-- Start of Data provided --
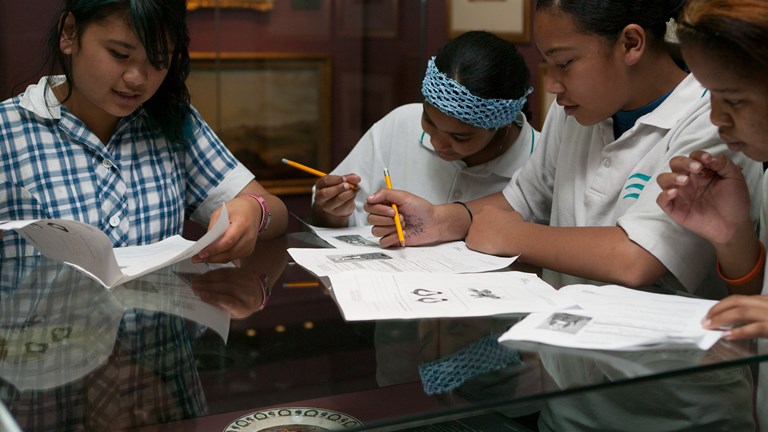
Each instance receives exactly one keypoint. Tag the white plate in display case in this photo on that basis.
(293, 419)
-- End of Data provided --
-- Start of Data provided --
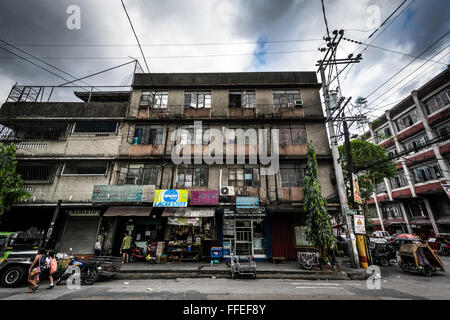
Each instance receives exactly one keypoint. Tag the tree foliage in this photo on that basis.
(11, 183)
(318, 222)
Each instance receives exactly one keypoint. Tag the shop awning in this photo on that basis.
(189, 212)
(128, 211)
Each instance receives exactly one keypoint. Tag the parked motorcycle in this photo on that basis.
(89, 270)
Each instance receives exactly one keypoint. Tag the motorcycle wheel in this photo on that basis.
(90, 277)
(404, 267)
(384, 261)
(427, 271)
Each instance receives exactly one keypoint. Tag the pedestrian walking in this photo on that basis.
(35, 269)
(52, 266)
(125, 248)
-- End of Data provided --
Your instructions
Count the lines of the material above that contain the word "this", matching case exactly. Reply with the number alone.

Written solution
6